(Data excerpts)
· · · · ·

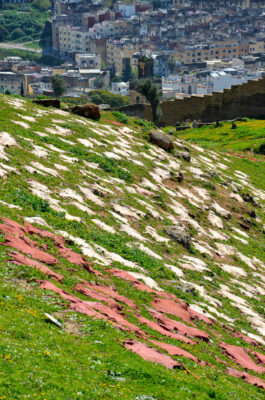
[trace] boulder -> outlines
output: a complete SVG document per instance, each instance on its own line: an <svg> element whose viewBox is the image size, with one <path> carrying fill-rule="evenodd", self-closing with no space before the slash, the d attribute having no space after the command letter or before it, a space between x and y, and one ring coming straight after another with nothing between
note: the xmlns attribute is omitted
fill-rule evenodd
<svg viewBox="0 0 265 400"><path fill-rule="evenodd" d="M205 175L209 176L210 178L217 178L218 177L218 174L213 170L212 171L206 171Z"/></svg>
<svg viewBox="0 0 265 400"><path fill-rule="evenodd" d="M61 107L61 102L60 100L57 99L35 99L33 100L33 103L44 107L54 107L54 108Z"/></svg>
<svg viewBox="0 0 265 400"><path fill-rule="evenodd" d="M231 213L227 211L225 208L221 207L218 203L216 203L216 201L212 203L211 207L220 217L223 217L225 219L231 219Z"/></svg>
<svg viewBox="0 0 265 400"><path fill-rule="evenodd" d="M186 151L176 151L175 154L178 158L182 158L184 161L190 162L190 153Z"/></svg>
<svg viewBox="0 0 265 400"><path fill-rule="evenodd" d="M191 237L184 225L179 224L170 226L169 228L165 229L164 232L187 249L190 247Z"/></svg>
<svg viewBox="0 0 265 400"><path fill-rule="evenodd" d="M151 131L149 134L151 143L156 144L161 149L169 151L174 149L174 144L170 137L159 131Z"/></svg>
<svg viewBox="0 0 265 400"><path fill-rule="evenodd" d="M216 186L212 182L208 182L209 189L216 190Z"/></svg>
<svg viewBox="0 0 265 400"><path fill-rule="evenodd" d="M241 218L242 220L242 224L244 224L245 226L248 227L248 229L250 229L253 226L257 226L256 222L253 221L253 219L249 219L249 218ZM241 226L242 226L241 224ZM240 225L240 224L239 224Z"/></svg>
<svg viewBox="0 0 265 400"><path fill-rule="evenodd" d="M84 104L81 106L71 107L70 111L73 114L80 115L80 117L90 118L94 121L100 119L100 109L95 104Z"/></svg>
<svg viewBox="0 0 265 400"><path fill-rule="evenodd" d="M256 211L255 211L255 210L250 210L250 211L248 211L248 215L249 215L251 218L254 218L254 219L257 218L257 214L256 214Z"/></svg>
<svg viewBox="0 0 265 400"><path fill-rule="evenodd" d="M184 179L184 176L183 176L183 174L181 172L177 172L177 173L173 174L172 177L171 177L171 180L173 182L181 183L181 182L183 182L183 179Z"/></svg>
<svg viewBox="0 0 265 400"><path fill-rule="evenodd" d="M186 146L184 143L182 143L181 141L177 140L175 142L175 145L177 148L181 149L181 150L186 150L188 153L190 153L190 149L188 148L188 146Z"/></svg>
<svg viewBox="0 0 265 400"><path fill-rule="evenodd" d="M176 126L176 132L185 131L186 129L190 129L190 126L189 125Z"/></svg>
<svg viewBox="0 0 265 400"><path fill-rule="evenodd" d="M196 296L197 290L189 282L183 282L176 286L177 289L182 290L184 293L190 293L192 296Z"/></svg>
<svg viewBox="0 0 265 400"><path fill-rule="evenodd" d="M257 207L258 203L256 202L256 200L254 199L253 196L251 196L251 194L249 193L242 193L242 197L243 200L246 201L247 203L251 203L253 204L253 206Z"/></svg>

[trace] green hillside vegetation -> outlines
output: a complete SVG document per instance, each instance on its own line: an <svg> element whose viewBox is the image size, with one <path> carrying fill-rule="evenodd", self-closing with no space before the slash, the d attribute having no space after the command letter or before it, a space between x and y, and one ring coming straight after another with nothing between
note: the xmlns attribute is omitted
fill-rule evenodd
<svg viewBox="0 0 265 400"><path fill-rule="evenodd" d="M41 47L51 43L51 3L34 0L28 4L0 6L0 42L30 42L39 40Z"/></svg>
<svg viewBox="0 0 265 400"><path fill-rule="evenodd" d="M63 62L59 58L43 55L41 53L35 53L27 50L0 48L0 60L3 60L5 57L21 57L23 60L35 61L40 65L49 65L49 66L58 66Z"/></svg>
<svg viewBox="0 0 265 400"><path fill-rule="evenodd" d="M231 154L234 167L240 167L250 174L253 181L264 189L265 121L247 119L236 122L236 125L236 129L232 129L231 122L222 122L218 128L215 124L191 128L183 133L178 132L177 137L197 143L205 149L220 151L224 156ZM170 128L165 129L168 130Z"/></svg>
<svg viewBox="0 0 265 400"><path fill-rule="evenodd" d="M261 134L262 124L265 126L265 121L245 123L249 132L246 140L255 129ZM117 112L103 112L95 123L63 110L37 106L19 96L0 95L0 399L264 399L262 388L232 377L226 369L244 371L263 381L264 373L243 368L220 348L220 342L240 346L253 362L256 361L251 351L265 356L262 328L221 293L224 285L229 287L246 308L264 320L264 156L257 154L255 160L250 160L225 154L231 151L228 141L222 143L221 130L217 134L212 128L207 129L215 134L213 144L206 140L206 128L190 130L172 135L175 150L166 153L149 142L148 133L153 128L147 121ZM228 130L228 126L222 129ZM238 128L233 135L239 132ZM184 136L185 141L178 142ZM233 138L234 152L242 138ZM195 145L197 142L205 149ZM181 145L190 149L191 163L177 157ZM197 176L192 168L201 169L203 174ZM213 169L216 174L210 176ZM158 179L161 171L167 175ZM183 182L177 180L180 171ZM242 173L246 174L245 182ZM241 185L239 195L251 193L259 205L231 198L231 187L223 185L229 180ZM196 193L195 188L202 190L206 200L200 198L198 203L199 192L189 197ZM215 213L215 202L230 213L229 218L219 215L222 228L213 227L208 219L209 210ZM187 229L193 239L187 248L165 233L173 221L177 223L180 209L187 212ZM257 218L252 218L248 230L242 231L242 218L249 220L253 209ZM13 221L11 225L6 218ZM9 239L16 223L24 228L12 242ZM27 223L32 224L31 231L26 230ZM227 237L226 241L213 239L211 228ZM160 241L148 232L155 232ZM62 242L57 245L52 234L57 235L57 240L65 238L63 252ZM39 259L15 247L22 238L31 249L50 257L50 261L41 263L53 275L47 269L41 272L28 265ZM209 253L201 251L198 244ZM217 251L220 244L233 246L235 252L223 258ZM28 263L16 262L14 249L26 255ZM77 258L82 255L84 265L70 261L67 251ZM254 268L244 256L255 264ZM187 268L187 257L205 267ZM228 272L223 264L235 266L242 275ZM138 278L145 283L143 289L115 276L110 271L113 269L142 273L149 280ZM43 281L64 292L59 295L42 288ZM111 307L108 301L113 303L112 297L95 300L76 289L85 283L108 287L136 308L122 300ZM254 289L248 295L248 290ZM117 325L115 318L102 318L106 316L104 312L91 317L70 309L71 301L63 298L66 293L74 296L76 303L83 300L87 302L83 306L91 307L99 303L123 319ZM193 337L194 343L185 343L150 327L157 322L151 310L154 299L163 298L163 293L165 298L177 297L205 310L204 319L190 322L183 322L175 314L167 317L205 332L209 341ZM63 328L49 322L45 313L56 318ZM206 316L215 322L207 322ZM149 325L140 322L143 317ZM144 335L126 329L124 320ZM241 336L233 335L227 326ZM253 341L247 342L242 334ZM151 340L159 340L178 346L203 362L170 356L182 363L180 368L171 370L126 349L124 341L129 339L152 349L158 347Z"/></svg>
<svg viewBox="0 0 265 400"><path fill-rule="evenodd" d="M265 123L263 120L237 121L237 128L232 129L231 122L222 122L202 126L198 129L185 130L178 133L184 140L196 142L207 149L227 151L249 151L265 154Z"/></svg>
<svg viewBox="0 0 265 400"><path fill-rule="evenodd" d="M93 90L89 93L89 99L95 104L109 104L112 108L129 104L128 96L113 94L107 90Z"/></svg>
<svg viewBox="0 0 265 400"><path fill-rule="evenodd" d="M66 104L108 104L111 108L118 108L129 104L128 96L114 94L107 90L91 90L87 95L82 94L79 97L63 97Z"/></svg>

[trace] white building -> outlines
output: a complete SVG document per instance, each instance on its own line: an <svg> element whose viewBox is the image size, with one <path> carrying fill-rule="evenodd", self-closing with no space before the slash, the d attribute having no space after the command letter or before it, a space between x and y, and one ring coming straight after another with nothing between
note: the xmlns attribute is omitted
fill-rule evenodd
<svg viewBox="0 0 265 400"><path fill-rule="evenodd" d="M129 96L129 82L113 82L111 84L111 92L114 94L122 94L123 96Z"/></svg>
<svg viewBox="0 0 265 400"><path fill-rule="evenodd" d="M122 18L131 18L136 14L134 4L118 4L118 11L120 11Z"/></svg>
<svg viewBox="0 0 265 400"><path fill-rule="evenodd" d="M72 25L59 25L59 48L65 55L90 52L90 33L88 30Z"/></svg>
<svg viewBox="0 0 265 400"><path fill-rule="evenodd" d="M95 24L93 28L89 29L91 37L113 37L114 36L114 22L103 21L102 23Z"/></svg>
<svg viewBox="0 0 265 400"><path fill-rule="evenodd" d="M78 68L101 68L101 54L76 54L75 62Z"/></svg>
<svg viewBox="0 0 265 400"><path fill-rule="evenodd" d="M222 71L209 71L201 76L190 74L162 78L163 93L175 95L206 95L222 92L232 85L241 85L250 79L260 78L261 74L248 75L243 71L227 68Z"/></svg>

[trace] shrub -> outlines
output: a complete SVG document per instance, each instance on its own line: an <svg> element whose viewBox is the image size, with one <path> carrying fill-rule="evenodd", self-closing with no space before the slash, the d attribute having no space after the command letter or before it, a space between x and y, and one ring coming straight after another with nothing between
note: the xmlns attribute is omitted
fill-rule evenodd
<svg viewBox="0 0 265 400"><path fill-rule="evenodd" d="M119 111L113 111L112 114L114 115L114 117L116 118L117 121L119 121L123 124L128 124L129 118L125 114L123 114Z"/></svg>
<svg viewBox="0 0 265 400"><path fill-rule="evenodd" d="M261 143L261 145L258 148L256 148L254 151L257 154L265 154L265 142Z"/></svg>
<svg viewBox="0 0 265 400"><path fill-rule="evenodd" d="M107 90L93 90L89 93L90 101L95 104L109 104L112 108L127 106L129 99L127 96L113 94Z"/></svg>
<svg viewBox="0 0 265 400"><path fill-rule="evenodd" d="M15 189L13 191L14 203L20 206L32 208L35 211L49 212L50 206L48 201L35 196L32 193L27 193L23 189Z"/></svg>

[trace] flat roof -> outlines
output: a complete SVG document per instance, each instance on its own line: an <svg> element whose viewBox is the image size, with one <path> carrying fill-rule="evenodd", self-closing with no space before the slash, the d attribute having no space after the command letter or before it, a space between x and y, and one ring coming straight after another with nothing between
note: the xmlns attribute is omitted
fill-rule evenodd
<svg viewBox="0 0 265 400"><path fill-rule="evenodd" d="M100 69L80 68L79 72L80 72L80 74L100 74L101 70Z"/></svg>

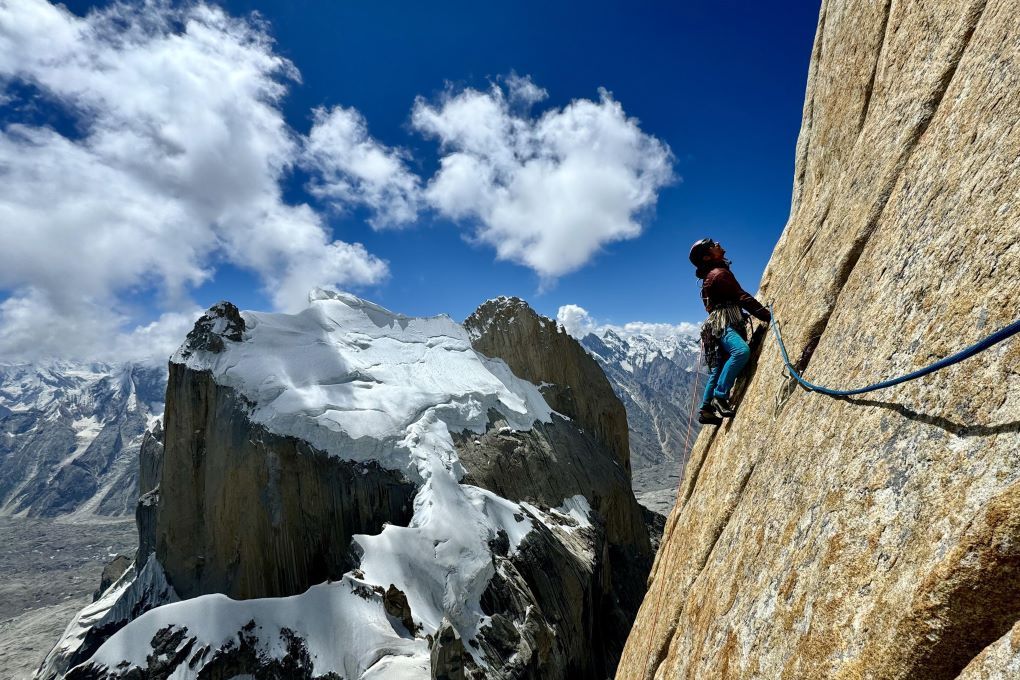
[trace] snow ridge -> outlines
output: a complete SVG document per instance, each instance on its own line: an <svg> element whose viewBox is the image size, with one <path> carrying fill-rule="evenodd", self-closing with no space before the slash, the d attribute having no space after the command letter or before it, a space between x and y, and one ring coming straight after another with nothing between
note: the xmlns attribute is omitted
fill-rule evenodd
<svg viewBox="0 0 1020 680"><path fill-rule="evenodd" d="M582 341L589 353L603 363L616 363L629 373L633 373L635 368L650 365L657 357L677 364L684 370L693 371L701 351L697 338L689 335L656 337L647 333L634 333L623 337L611 328L592 335L601 342L604 349Z"/></svg>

· · · · ·

• [What you need to do]:
Please write out the lines above, beginning at the line with "[trace] flat roof -> outlines" and ending at the last line of the records, exactly as they appear and without pictures.

• [Answer box]:
[trace] flat roof -> outlines
output: a complete SVG document per instance, each instance on its own line: an <svg> element whose viewBox is the image size, with one <path> carrying fill-rule="evenodd", self-closing with no space before the slash, the d attribute having no space after the command letter or before it, a space between x and y, and one ring coming straight after another with nothing between
note: the xmlns attribute is omitted
fill-rule evenodd
<svg viewBox="0 0 265 400"><path fill-rule="evenodd" d="M100 69L80 68L79 72L80 72L80 74L100 74L101 70Z"/></svg>

[trace] snow ridge -> outlines
output: a complete SVG document per instance, each instance on its own line: an <svg> element whose viewBox is the image size, with one <path> carrying fill-rule="evenodd", self-closing with no space before the slash, the d attribute having no space after the command letter or before it, a space between x and y, and one ring coming straight after another with nothing between
note: the xmlns attribute is omitted
fill-rule evenodd
<svg viewBox="0 0 1020 680"><path fill-rule="evenodd" d="M582 341L589 353L603 363L616 363L629 373L633 373L635 368L650 365L657 357L677 364L684 370L693 371L701 351L697 338L689 335L656 337L647 333L634 333L623 337L611 328L592 335L601 342L604 349Z"/></svg>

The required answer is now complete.